▶ **What the task asks**
Please return the whole article on later life lending below, word for word.

Segment Start: Page excerpt

Mountains still to climb

Stuart Wilson

August 5, 2021

Stuart Wilson is chief executive at Air Group

We are an industry sometimes inundated with statistical analysis, some of which can often seem utterly contradictory, but for the most part can be informative and – certainly from a later life lending perspective – can show us the mountains we still need to climb.

Take the last week of July for instance. In that week alone, we heard from the Equity Release Council that, in quarter two this year, £1.17bn in property wealth had been released by over-55s eligible to do so.

A (unsurprisingly) significant increase on the same period last year when the first lockdown was in full effect, but just 2% up on the first quarter of this year.

We also heard from IMLA, which has re-evaluated its gross mortgage lending predictions for the year, inching them up to £285bn for the full year from the previous £283bn.

It might not seem a big shift upwards but, as you will already have noted, that predicted increase is almost twice the amount of equity release wealth released in quarter two. Indeed, extrapolate this out, and IMLA is suggesting the mortgage market’s quarterly gross lending will be an average of £71.25bn.

You can see that equity release is still a very small market, although it is one which I think should be comfortably accounting for £7/8/10bn a year.

Perhaps though, and some might well argue this, it’s not instructive to look at the wider residential mortgage market and draw comparisons across to equity release and the later life lending sector.

However, from my perspective, the huge gap between the two sets of quarterly figures should be narrowing each and every quarter, and if it’s not, then given the demand that should be out there for later life lending, it’s incumbent upon us all to look at some of the reasons why this isn’t happening.

Part of this analysis is I think to look at our ‘own house’ first and to wonder whether we have an advisory community fully engaged with later life lending, and if not, why not? What are the reasons, for instance, that might be holding advisers back from providing advice in this space? Similarly, what are the reasons why lenders/providers might not have a later life proposition?

Are the rules and regulations a contributing factor? One of the key areas up for discussion – and the FCA has acknowledged this itself – is whether the current regulatory set-up acts as a barrier to advisers/providers moving into this space.

Segment End: Page excerpt
Segment Start: Listed entries

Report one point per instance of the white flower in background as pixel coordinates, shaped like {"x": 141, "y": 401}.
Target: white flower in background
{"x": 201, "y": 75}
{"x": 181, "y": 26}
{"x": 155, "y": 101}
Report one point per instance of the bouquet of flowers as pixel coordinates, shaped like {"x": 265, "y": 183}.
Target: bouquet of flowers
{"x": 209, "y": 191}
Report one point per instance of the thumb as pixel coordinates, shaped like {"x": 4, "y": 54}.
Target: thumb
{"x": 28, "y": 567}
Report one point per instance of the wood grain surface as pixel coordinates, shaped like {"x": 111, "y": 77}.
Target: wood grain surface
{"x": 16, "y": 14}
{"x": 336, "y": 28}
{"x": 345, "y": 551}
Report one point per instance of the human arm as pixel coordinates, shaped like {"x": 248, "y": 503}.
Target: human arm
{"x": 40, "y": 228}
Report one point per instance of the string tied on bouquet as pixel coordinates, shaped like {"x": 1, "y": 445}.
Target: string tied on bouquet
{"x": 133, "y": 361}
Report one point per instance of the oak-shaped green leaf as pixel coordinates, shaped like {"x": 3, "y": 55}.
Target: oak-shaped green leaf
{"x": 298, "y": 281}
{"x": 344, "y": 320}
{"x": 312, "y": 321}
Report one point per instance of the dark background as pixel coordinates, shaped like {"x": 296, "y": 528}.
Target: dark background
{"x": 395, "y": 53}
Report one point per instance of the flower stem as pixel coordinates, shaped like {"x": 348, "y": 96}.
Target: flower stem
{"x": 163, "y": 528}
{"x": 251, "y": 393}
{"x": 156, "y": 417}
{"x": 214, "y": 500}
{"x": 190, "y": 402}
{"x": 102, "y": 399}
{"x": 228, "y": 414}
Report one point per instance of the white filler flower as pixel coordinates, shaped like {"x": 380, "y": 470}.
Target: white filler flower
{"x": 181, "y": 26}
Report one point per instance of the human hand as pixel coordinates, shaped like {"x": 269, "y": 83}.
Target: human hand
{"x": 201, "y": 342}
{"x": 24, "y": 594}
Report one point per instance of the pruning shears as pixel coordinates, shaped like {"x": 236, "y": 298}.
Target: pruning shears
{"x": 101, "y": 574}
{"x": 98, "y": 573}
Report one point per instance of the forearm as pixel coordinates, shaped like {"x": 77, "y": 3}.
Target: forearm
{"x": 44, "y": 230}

Segment End: Listed entries

▶ **Task solution**
Mountains still to climb

Stuart Wilson

August 5, 2021

Stuart Wilson is chief executive at Air Group

We are an industry sometimes inundated with statistical analysis, some of which can often seem utterly contradictory, but for the most part can be informative and – certainly from a later life lending perspective – can show us the mountains we still need to climb.

Take the last week of July for instance. In that week alone, we heard from the Equity Release Council that, in quarter two this year, £1.17bn in property wealth had been released by over-55s eligible to do so.

A (unsurprisingly) significant increase on the same period last year when the first lockdown was in full effect, but just 2% up on the first quarter of this year.

We also heard from IMLA, which has re-evaluated its gross mortgage lending predictions for the year, inching them up to £285bn for the full year from the previous £283bn.

It might not seem a big shift upwards but, as you will already have noted, that predicted increase is almost twice the amount of equity release wealth released in quarter two. Indeed, extrapolate this out, and IMLA is suggesting the mortgage market’s quarterly gross lending will be an average of £71.25bn.

You can see that equity release is still a very small market, although it is one which I think should be comfortably accounting for £7/8/10bn a year.

Perhaps though, and some might well argue this, it’s not instructive to look at the wider residential mortgage market and draw comparisons across to equity release and the later life lending sector.

However, from my perspective, the huge gap between the two sets of quarterly figures should be narrowing each and every quarter, and if it’s not, then given the demand that should be out there for later life lending, it’s incumbent upon us all to look at some of the reasons why this isn’t happening.

Part of this analysis is I think to look at our ‘own house’ first and to wonder whether we have an advisory community fully engaged with later life lending, and if not, why not? What are the reasons, for instance, that might be holding advisers back from providing advice in this space? Similarly, what are the reasons why lenders/providers might not have a later life proposition?

Are the rules and regulations a contributing factor? One of the key areas up for discussion – and the FCA has acknowledged this itself – is whether the current regulatory set-up acts as a barrier to advisers/providers moving into this space.